Data for review section start
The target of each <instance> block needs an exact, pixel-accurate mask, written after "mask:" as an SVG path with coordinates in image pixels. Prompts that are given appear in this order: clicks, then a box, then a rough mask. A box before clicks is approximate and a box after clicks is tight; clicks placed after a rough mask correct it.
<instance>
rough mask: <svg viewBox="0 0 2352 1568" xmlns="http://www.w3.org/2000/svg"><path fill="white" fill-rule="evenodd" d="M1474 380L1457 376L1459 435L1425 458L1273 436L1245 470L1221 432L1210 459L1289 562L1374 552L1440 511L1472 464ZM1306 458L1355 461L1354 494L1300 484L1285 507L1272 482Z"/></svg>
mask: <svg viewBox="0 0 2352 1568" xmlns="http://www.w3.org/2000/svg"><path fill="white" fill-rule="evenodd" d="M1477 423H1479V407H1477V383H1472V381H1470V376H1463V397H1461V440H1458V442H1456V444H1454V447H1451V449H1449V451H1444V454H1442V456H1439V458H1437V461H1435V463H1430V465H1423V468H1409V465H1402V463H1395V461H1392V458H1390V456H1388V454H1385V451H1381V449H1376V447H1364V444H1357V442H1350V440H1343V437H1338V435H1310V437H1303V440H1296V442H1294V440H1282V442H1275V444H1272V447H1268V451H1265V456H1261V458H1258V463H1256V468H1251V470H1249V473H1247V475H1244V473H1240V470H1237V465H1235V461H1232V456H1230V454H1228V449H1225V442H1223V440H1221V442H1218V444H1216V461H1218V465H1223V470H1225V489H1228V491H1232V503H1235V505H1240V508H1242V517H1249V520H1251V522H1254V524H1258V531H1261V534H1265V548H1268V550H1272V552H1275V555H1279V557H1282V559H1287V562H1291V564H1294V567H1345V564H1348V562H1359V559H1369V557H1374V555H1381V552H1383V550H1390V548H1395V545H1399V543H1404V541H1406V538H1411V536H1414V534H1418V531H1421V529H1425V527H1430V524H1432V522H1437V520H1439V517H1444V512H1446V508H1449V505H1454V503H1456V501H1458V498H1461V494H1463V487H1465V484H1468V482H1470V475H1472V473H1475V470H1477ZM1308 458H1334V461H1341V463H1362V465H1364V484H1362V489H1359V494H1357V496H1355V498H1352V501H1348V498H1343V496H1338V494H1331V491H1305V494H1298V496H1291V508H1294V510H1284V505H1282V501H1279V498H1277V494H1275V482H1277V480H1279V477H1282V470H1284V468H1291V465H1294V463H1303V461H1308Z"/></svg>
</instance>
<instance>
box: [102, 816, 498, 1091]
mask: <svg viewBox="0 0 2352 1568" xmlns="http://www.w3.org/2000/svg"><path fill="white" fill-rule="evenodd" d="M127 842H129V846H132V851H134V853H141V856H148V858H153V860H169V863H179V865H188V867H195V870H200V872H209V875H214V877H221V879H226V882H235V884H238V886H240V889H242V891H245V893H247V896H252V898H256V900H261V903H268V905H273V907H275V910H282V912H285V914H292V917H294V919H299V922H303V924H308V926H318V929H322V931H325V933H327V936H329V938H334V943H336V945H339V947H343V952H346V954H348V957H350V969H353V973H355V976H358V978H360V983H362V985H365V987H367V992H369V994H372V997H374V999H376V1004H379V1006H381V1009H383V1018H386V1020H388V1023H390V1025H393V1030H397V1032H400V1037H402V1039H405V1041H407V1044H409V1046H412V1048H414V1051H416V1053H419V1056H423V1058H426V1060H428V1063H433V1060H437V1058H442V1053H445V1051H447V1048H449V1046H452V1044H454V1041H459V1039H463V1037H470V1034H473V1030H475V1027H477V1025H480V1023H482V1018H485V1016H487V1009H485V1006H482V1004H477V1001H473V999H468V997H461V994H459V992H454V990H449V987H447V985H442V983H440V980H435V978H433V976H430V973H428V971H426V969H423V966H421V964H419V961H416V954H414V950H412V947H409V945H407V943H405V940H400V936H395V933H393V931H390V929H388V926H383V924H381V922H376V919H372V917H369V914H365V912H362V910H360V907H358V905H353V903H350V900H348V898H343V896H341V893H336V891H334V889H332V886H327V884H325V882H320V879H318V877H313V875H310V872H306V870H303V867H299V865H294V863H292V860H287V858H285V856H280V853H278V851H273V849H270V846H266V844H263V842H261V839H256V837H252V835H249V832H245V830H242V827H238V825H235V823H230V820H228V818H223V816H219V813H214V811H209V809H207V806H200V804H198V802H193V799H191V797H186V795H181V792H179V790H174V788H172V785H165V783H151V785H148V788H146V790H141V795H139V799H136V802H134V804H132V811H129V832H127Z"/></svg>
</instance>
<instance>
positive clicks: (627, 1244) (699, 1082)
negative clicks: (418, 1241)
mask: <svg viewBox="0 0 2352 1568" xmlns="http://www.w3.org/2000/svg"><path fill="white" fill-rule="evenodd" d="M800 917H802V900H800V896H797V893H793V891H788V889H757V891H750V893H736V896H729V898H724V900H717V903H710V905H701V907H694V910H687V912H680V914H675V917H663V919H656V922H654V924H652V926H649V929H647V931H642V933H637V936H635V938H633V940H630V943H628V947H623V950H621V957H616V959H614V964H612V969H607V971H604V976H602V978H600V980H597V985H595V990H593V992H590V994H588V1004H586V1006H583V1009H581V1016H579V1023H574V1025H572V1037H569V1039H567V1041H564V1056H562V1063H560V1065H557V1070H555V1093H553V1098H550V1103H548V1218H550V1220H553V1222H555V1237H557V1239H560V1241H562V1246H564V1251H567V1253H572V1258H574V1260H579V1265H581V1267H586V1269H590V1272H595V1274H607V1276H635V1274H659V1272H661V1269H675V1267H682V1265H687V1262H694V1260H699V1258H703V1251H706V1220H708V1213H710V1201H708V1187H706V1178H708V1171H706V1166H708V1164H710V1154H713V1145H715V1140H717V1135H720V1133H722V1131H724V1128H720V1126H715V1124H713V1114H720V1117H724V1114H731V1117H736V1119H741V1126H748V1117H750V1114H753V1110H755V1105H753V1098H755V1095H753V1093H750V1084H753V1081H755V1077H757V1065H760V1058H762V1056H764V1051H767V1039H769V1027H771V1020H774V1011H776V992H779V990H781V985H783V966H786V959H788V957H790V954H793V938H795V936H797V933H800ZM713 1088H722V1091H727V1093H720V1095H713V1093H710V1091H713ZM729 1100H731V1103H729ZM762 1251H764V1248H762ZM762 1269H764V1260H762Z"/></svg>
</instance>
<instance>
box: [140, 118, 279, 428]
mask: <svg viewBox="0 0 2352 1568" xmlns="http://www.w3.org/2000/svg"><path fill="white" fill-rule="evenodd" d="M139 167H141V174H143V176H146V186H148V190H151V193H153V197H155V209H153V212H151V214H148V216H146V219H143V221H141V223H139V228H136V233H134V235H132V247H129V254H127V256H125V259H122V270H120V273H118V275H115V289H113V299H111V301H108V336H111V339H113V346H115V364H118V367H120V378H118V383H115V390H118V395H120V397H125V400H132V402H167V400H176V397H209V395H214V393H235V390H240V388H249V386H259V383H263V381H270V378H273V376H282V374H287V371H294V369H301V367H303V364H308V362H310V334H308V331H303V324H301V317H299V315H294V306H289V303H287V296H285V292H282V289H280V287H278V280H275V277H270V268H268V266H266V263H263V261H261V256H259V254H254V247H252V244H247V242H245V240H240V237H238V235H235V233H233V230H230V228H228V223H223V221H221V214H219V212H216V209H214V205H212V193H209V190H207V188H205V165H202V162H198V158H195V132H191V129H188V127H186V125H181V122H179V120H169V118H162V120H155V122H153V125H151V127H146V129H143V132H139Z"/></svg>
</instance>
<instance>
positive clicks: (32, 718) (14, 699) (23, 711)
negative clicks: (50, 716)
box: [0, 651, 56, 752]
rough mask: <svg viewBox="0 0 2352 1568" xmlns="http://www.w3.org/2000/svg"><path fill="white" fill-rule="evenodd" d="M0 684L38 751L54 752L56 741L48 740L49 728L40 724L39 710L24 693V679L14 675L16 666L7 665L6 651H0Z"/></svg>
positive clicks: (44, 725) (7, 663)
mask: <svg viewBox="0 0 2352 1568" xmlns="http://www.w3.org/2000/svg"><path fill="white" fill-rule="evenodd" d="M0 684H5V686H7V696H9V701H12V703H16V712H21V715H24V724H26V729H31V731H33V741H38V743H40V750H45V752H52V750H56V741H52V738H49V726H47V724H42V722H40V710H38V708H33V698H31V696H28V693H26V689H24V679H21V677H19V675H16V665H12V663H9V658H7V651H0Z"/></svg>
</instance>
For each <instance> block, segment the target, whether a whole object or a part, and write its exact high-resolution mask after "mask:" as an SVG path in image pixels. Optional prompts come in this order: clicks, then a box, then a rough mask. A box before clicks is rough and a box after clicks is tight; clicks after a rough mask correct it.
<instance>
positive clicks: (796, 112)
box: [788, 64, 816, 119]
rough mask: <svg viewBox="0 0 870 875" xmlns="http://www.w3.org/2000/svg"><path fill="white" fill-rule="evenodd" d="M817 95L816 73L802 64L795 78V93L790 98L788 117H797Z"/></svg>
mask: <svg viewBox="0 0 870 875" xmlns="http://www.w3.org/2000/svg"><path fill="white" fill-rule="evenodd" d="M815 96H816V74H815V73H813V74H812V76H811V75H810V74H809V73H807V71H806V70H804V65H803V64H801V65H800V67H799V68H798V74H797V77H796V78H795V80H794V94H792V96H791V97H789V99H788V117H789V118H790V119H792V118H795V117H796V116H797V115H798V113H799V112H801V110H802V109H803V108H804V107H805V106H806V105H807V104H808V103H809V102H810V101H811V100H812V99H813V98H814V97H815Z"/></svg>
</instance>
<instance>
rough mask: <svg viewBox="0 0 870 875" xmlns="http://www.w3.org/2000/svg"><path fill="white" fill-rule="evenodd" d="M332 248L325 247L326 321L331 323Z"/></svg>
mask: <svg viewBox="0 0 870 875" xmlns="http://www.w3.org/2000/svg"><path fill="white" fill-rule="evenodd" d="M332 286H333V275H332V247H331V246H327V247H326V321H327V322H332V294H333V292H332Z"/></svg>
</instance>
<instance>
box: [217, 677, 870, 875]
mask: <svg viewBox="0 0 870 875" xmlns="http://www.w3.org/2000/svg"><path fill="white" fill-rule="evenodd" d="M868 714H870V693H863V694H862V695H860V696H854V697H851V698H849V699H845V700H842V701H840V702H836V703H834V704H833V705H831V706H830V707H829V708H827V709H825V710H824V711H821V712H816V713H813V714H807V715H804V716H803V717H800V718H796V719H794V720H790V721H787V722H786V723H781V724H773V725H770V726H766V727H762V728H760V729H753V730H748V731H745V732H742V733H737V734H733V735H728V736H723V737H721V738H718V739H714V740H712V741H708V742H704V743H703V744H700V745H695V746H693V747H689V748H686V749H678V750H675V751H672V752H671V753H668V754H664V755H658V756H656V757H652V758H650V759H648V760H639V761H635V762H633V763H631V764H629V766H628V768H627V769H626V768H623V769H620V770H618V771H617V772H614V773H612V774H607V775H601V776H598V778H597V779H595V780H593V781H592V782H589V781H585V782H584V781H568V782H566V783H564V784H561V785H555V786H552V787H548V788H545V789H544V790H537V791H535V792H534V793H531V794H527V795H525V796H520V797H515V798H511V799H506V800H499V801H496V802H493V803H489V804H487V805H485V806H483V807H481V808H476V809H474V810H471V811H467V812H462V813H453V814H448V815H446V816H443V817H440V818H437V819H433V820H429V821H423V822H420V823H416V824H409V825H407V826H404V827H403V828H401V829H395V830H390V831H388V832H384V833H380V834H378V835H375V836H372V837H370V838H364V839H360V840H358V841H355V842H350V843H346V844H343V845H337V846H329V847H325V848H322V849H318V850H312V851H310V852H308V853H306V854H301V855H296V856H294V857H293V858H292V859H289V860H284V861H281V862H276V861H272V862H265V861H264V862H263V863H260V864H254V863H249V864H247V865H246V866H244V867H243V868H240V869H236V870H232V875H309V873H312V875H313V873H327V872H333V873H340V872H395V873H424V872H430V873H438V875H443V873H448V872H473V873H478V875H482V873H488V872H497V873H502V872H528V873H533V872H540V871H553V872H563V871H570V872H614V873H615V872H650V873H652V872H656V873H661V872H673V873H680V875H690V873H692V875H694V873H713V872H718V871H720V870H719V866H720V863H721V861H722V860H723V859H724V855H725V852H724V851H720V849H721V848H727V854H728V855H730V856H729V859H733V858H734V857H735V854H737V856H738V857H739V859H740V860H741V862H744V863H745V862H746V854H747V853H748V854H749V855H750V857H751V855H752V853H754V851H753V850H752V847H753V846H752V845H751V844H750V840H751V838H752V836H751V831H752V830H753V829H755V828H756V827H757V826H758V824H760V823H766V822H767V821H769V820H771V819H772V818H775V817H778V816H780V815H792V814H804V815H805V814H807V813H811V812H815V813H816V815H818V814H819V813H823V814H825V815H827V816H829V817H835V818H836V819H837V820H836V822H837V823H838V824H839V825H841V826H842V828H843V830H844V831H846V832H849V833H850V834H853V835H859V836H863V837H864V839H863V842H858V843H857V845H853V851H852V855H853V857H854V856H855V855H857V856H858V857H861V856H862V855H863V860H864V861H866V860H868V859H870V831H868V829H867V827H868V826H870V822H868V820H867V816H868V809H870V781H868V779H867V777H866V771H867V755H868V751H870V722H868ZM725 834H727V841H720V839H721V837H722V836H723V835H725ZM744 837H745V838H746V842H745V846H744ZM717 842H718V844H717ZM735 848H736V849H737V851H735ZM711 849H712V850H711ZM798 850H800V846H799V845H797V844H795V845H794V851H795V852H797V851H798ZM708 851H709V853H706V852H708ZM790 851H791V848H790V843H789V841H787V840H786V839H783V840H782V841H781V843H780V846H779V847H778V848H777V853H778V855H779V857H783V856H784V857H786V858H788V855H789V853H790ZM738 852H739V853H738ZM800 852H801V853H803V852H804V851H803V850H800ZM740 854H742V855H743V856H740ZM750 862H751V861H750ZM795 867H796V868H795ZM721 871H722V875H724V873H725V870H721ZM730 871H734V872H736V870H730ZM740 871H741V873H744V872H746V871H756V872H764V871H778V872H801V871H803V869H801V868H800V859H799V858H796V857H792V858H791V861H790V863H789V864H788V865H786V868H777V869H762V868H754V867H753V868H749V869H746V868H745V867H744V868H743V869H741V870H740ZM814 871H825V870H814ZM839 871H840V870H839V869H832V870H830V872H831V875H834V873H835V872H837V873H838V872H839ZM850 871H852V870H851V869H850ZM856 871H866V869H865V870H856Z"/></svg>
Data for review section end
● **Problem description**:
Count the lines in the items above that contain the word "after", and reply with the number alone.

● **Task result**:
2